Rewrite the records from the start through the line containing "0 0 1200 252", substituting "rectangular" for every "axis-aligned" and leaving everything else unchanged.
--- LISTING ---
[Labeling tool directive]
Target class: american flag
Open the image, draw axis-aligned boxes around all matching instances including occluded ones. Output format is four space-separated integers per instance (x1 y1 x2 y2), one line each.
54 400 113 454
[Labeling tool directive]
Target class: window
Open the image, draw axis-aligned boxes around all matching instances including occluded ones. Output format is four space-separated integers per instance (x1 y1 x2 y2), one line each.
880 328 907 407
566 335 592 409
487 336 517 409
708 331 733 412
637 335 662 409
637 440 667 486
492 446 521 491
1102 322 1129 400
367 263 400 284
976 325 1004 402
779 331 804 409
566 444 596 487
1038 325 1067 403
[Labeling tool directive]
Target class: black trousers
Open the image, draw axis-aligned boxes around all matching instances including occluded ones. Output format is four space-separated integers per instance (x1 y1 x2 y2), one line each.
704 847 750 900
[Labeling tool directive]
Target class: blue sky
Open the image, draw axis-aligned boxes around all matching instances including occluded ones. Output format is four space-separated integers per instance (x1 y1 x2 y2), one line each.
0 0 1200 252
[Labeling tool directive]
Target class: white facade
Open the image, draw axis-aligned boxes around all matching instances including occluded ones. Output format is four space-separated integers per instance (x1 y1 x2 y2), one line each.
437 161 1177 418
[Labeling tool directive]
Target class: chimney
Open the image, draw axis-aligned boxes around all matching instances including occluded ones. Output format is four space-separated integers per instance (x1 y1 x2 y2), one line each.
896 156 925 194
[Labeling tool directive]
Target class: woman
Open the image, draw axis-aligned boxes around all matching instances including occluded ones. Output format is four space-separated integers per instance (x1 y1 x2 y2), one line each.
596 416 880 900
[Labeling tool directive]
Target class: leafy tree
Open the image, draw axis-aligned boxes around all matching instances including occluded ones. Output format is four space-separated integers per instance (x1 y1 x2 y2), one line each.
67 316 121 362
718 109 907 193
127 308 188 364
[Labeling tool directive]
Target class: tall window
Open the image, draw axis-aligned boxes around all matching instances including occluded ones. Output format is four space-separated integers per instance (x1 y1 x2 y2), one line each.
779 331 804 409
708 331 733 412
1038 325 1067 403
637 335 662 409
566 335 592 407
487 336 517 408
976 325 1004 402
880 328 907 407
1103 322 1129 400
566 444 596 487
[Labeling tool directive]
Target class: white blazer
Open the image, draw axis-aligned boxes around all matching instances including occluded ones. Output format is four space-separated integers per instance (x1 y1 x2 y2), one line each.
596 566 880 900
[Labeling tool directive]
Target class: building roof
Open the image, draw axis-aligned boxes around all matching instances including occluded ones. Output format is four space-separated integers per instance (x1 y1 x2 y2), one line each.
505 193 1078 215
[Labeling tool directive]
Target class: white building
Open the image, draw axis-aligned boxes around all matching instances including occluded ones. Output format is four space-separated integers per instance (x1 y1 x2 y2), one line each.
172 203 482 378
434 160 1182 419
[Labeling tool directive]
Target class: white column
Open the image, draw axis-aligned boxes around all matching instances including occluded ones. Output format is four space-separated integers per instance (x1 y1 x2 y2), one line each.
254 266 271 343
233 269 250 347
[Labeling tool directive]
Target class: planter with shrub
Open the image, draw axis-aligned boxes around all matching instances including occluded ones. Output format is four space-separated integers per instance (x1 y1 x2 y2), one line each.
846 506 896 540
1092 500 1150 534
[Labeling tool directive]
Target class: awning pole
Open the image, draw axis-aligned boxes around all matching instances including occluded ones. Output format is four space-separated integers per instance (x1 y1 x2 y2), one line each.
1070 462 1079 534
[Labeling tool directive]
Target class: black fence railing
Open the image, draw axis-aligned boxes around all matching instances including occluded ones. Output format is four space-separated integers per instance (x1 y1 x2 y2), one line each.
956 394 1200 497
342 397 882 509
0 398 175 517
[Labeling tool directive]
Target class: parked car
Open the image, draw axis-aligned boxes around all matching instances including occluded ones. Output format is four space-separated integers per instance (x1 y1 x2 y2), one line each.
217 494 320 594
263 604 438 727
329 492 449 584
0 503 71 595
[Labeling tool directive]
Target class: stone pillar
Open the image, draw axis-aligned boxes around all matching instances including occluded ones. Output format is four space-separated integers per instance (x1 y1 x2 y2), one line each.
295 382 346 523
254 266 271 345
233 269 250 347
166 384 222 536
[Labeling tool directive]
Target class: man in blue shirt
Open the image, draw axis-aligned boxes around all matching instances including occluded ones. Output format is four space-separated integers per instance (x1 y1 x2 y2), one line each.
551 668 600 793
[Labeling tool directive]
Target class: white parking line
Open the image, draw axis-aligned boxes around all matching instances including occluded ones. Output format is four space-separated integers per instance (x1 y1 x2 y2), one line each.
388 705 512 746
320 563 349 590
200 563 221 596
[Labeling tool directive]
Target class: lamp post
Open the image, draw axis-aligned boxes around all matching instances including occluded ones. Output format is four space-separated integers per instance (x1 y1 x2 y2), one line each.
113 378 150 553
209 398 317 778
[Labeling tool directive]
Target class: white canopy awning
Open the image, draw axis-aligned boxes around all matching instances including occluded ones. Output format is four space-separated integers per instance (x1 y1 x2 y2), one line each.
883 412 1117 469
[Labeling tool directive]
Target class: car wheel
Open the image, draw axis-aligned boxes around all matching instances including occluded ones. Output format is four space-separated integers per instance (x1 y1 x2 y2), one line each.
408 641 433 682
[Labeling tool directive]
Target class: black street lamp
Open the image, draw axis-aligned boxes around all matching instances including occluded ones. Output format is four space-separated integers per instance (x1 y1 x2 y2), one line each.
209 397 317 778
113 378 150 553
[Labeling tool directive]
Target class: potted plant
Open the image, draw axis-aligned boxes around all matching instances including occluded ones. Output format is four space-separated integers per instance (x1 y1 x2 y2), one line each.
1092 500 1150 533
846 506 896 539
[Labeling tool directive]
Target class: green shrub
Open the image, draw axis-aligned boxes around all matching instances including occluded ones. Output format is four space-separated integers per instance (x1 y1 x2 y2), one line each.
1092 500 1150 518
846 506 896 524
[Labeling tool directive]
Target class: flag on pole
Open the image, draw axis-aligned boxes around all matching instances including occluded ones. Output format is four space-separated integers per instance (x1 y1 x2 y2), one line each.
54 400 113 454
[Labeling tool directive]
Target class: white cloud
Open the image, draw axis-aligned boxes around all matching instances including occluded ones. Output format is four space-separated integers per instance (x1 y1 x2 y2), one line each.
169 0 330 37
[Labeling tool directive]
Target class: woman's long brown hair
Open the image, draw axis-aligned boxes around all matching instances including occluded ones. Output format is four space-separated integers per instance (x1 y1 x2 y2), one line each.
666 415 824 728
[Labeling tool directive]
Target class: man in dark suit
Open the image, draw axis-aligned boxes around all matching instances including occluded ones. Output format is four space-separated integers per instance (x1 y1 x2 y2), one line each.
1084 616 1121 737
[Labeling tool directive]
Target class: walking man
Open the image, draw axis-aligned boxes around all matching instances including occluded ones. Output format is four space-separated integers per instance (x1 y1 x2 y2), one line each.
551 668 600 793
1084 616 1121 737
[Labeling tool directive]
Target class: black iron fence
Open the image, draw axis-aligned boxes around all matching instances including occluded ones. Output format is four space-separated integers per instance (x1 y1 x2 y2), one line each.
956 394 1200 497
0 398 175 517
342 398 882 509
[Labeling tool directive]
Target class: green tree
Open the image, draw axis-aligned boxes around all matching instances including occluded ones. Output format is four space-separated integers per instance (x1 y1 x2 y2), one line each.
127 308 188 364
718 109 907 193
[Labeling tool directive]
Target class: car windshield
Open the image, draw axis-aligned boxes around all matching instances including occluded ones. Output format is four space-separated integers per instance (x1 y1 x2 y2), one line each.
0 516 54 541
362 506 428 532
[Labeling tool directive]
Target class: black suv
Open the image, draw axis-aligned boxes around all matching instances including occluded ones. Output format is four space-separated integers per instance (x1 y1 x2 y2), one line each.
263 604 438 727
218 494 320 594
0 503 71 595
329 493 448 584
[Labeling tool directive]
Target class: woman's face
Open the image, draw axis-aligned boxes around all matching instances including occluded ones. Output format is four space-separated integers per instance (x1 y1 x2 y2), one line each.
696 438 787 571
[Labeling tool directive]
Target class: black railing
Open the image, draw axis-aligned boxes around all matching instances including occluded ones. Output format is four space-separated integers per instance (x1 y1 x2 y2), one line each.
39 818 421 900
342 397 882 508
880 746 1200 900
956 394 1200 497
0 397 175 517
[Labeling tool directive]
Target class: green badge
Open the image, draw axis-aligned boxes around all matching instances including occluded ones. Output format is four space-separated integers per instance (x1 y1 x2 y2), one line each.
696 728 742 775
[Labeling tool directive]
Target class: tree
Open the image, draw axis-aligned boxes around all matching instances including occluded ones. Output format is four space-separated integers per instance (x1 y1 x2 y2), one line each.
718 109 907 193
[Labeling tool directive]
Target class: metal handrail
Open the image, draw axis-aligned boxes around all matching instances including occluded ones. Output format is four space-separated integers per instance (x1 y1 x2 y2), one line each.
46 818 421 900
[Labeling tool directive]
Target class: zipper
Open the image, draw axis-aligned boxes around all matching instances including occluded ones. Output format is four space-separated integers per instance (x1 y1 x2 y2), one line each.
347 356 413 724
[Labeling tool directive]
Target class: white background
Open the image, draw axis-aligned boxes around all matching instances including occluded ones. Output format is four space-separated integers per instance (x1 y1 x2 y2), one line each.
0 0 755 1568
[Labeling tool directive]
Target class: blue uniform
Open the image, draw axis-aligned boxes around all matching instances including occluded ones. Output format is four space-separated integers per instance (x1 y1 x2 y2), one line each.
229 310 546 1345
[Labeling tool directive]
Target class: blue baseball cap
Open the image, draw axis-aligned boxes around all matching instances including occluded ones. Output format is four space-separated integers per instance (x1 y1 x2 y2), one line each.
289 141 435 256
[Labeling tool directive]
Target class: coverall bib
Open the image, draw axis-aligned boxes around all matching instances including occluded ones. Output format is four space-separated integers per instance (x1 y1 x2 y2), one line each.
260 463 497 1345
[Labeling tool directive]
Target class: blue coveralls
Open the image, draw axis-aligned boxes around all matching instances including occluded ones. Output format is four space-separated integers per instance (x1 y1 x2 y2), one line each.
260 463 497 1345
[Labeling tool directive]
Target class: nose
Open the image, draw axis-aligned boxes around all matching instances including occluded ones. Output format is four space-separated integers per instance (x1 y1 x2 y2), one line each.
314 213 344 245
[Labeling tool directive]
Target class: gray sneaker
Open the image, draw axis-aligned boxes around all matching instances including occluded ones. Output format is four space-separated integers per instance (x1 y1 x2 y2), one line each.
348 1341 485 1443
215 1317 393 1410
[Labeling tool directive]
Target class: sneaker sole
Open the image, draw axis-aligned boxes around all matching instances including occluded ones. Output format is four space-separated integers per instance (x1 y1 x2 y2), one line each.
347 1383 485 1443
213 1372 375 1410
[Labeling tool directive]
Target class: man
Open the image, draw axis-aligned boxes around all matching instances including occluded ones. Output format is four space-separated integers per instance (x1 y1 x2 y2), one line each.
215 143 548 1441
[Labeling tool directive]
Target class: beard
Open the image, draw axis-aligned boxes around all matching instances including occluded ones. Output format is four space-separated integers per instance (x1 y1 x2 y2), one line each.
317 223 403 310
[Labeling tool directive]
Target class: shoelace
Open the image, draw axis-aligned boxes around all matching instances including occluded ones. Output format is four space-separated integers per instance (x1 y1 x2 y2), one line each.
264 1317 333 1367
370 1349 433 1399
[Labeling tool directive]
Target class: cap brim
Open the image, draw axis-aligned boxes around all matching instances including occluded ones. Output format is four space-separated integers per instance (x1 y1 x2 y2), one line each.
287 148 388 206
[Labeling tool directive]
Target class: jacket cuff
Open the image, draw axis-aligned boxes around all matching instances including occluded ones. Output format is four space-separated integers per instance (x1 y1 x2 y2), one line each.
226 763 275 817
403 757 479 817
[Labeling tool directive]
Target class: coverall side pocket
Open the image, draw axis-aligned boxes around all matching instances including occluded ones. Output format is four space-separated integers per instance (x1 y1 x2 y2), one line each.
---
*EXPECTED ANSWER*.
[Labeling tool directive]
Target class: american flag
Open the image, draw rectangular boxes around all matching instances including occluded ones. Output format is four space-separated integers per instance (x1 y1 x2 y2), one line each.
54 400 113 454
[Labeling tool directive]
Target class: window
Open the image, draw rectangular boxes around all matching instances including occluded ones. Output format is four space-separated integers per instance (x1 y1 x2 y2), one line each.
880 328 907 407
566 335 592 409
487 336 517 409
708 331 733 412
637 335 662 409
637 440 667 486
492 446 521 491
1102 322 1129 400
367 263 400 284
976 325 1004 402
779 331 804 409
566 444 596 487
1038 325 1067 403
[Labeling tool directive]
Target class: black trousers
Open the image, draw rectangular boxes around all matching instances including occluded ones. Output format is four space-separated integers per instance (x1 y1 x2 y2), one line each.
704 847 750 900
[Labeling tool directive]
Target class: blue sky
Open the image, draw rectangular boxes around all matching instances including occluded ones. Output format is four space-separated integers per instance (x1 y1 x2 y2), one line each.
0 0 1200 252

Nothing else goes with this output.